* _EXERCISE PROMPT_: Write out the listing below exactly, and omit any images you find in it.

Records from a data collection:
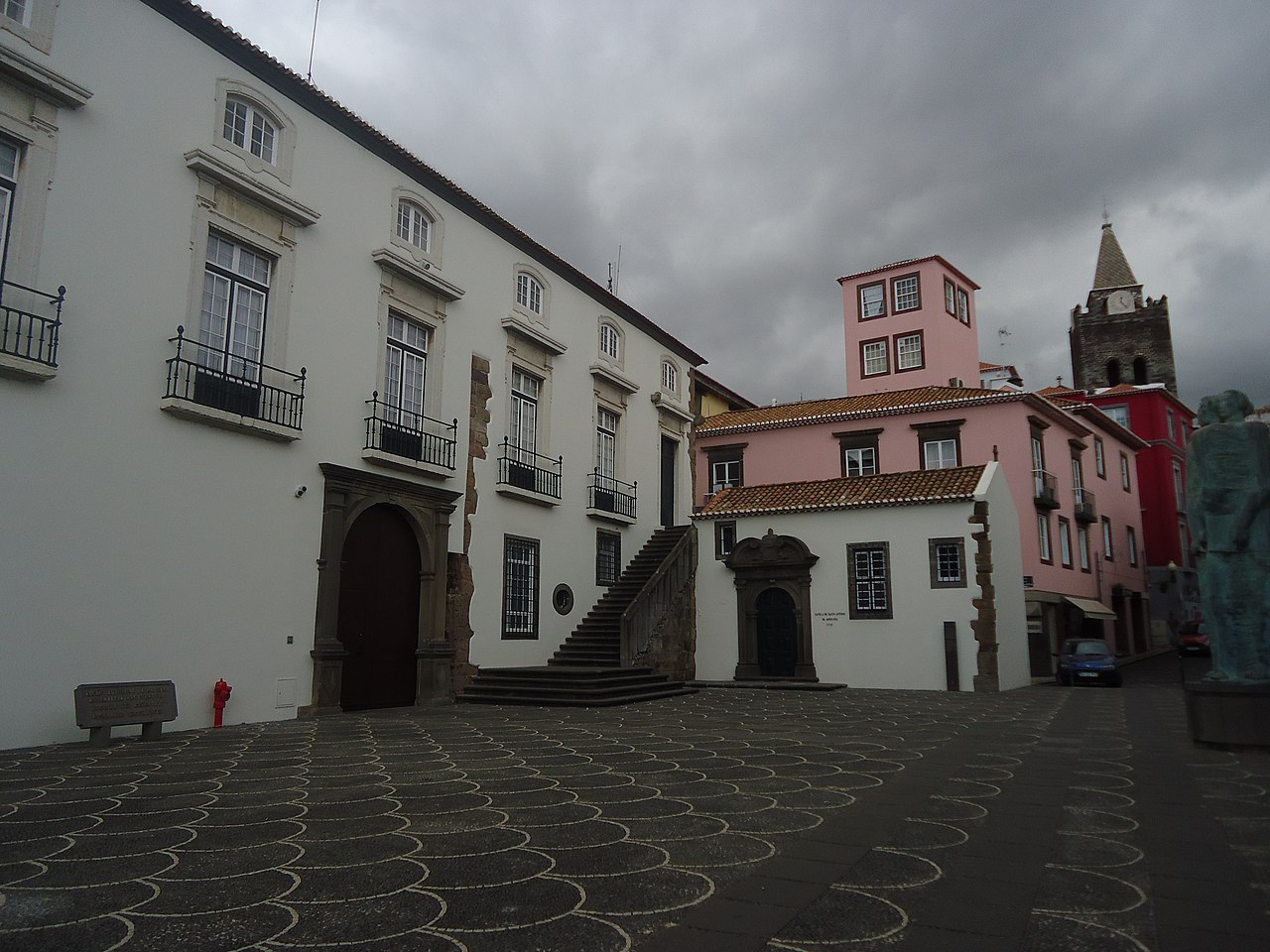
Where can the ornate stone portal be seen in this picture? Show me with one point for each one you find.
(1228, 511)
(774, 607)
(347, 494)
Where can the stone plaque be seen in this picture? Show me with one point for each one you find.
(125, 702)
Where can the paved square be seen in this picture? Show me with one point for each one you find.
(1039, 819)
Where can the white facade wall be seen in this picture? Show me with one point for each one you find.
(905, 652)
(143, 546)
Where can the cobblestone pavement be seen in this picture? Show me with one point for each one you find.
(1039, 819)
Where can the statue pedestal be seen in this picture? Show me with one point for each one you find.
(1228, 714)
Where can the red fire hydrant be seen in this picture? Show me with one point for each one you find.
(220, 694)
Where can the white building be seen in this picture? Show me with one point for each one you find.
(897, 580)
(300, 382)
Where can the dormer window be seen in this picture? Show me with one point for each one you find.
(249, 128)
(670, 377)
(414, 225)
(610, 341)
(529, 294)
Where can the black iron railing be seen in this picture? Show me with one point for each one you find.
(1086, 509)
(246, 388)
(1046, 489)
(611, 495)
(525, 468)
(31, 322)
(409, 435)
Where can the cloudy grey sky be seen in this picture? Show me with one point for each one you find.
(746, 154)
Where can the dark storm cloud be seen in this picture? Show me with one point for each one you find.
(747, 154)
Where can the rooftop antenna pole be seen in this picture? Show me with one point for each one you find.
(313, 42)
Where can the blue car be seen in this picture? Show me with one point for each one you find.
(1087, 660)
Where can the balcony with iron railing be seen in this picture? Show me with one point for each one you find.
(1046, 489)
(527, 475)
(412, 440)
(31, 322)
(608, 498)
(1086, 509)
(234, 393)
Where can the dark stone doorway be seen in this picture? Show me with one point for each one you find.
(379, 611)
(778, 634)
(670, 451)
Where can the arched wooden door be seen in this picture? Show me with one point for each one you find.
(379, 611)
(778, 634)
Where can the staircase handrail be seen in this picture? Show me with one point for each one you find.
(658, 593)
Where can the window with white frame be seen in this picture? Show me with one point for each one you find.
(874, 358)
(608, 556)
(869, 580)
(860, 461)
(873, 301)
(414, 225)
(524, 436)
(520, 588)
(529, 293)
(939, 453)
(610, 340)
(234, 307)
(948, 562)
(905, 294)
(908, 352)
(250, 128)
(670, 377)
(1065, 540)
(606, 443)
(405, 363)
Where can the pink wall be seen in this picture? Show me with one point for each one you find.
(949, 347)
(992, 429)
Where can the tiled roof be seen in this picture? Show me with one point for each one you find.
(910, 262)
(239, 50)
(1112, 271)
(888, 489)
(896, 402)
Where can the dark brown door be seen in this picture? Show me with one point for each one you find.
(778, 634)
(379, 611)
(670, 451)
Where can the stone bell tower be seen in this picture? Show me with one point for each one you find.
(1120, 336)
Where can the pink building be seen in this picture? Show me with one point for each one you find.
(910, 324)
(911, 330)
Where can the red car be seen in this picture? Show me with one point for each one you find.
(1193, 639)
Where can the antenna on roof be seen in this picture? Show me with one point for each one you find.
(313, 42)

* _THE RESULT_:
Where can the ornate stone portal be seen in this picture? Show me with one point for each one you find.
(1228, 511)
(774, 607)
(347, 494)
Where can the stone plaque be seen in this picture? Show me with one point for each one you find.
(125, 702)
Where can the paved square be seen in this picture? Show me with one point for each one you find.
(1039, 819)
Where can the white facade wall be seen in this picture? Show me with one point for each one you find.
(905, 652)
(143, 546)
Where can the cobblestone pavement be seen in this picture? Show me with one point for each one you find.
(1039, 819)
Where can the statue pedestal be seen in this picture? Show me with one point for each one you find.
(1228, 714)
Where can the red fire hydrant be seen in this picture? Show me with one point for each one you find.
(220, 694)
Where can the white building be seen in this picture? Show me with one point for each one you find.
(897, 580)
(300, 382)
Where can the dormer window be seen in this picture? Show me with one point for each one you find.
(249, 128)
(670, 377)
(414, 225)
(610, 341)
(529, 294)
Where can the black iron railing be seen in this picture? Show me with one point for each one you find.
(1086, 509)
(246, 388)
(1046, 489)
(611, 495)
(525, 468)
(31, 322)
(409, 435)
Where can the cloudy grey sky be seen in this picture? Show me with one point for each one you find.
(746, 154)
Where can the dark storm cloud be seen in this picture? Show me with one point for each one you find.
(747, 154)
Where can the rooftop antenna pole be seen in this picture? Show me with one point for each one you find.
(313, 42)
Where can the blue car be seen in this picture? Show me with one point for each one you find.
(1087, 660)
Where can the balcony with iron railing be seen in this picture? Show me with one point for each one you find.
(1046, 489)
(527, 475)
(412, 440)
(31, 322)
(608, 498)
(1086, 509)
(234, 393)
Where can the dark stone doorway be seen in this picture? Show me with one point for each one you find.
(379, 611)
(778, 634)
(670, 451)
Where can the arched wooden door be seen in this picture? Show me with one point for each one you find.
(379, 611)
(778, 634)
Where can the staircase handrail be seen in this picture? Show me with one point for each one you find.
(658, 593)
Where can the window with white frame be seen in this picture? Show me with one point for each one you find.
(874, 358)
(608, 556)
(869, 580)
(860, 461)
(873, 301)
(414, 225)
(524, 436)
(520, 588)
(529, 293)
(939, 453)
(610, 340)
(234, 307)
(948, 562)
(905, 294)
(908, 352)
(250, 128)
(670, 377)
(1065, 540)
(606, 443)
(405, 363)
Where can the pink wall be seen in this picture? Show me with one point for each one you find.
(949, 347)
(992, 429)
Where can the tiled roof be seen in this picture? Show me with one point for each one you find.
(910, 262)
(239, 50)
(1112, 271)
(888, 489)
(896, 402)
Where can the dark brown door be seen in this picture? Show me with one point for each one you find.
(778, 634)
(379, 611)
(670, 451)
Where can the stone bell tower be seen in this picture? Show me with one point for each one you find.
(1120, 336)
Where can the pink building be seen in this picture? Show me with one point for each one you find.
(910, 324)
(911, 330)
Where can the red car be seen in this picture? Show me with one point for each one you find.
(1193, 639)
Where can the antenna on roof be seen in this picture? Show me with one point for each one you find.
(313, 42)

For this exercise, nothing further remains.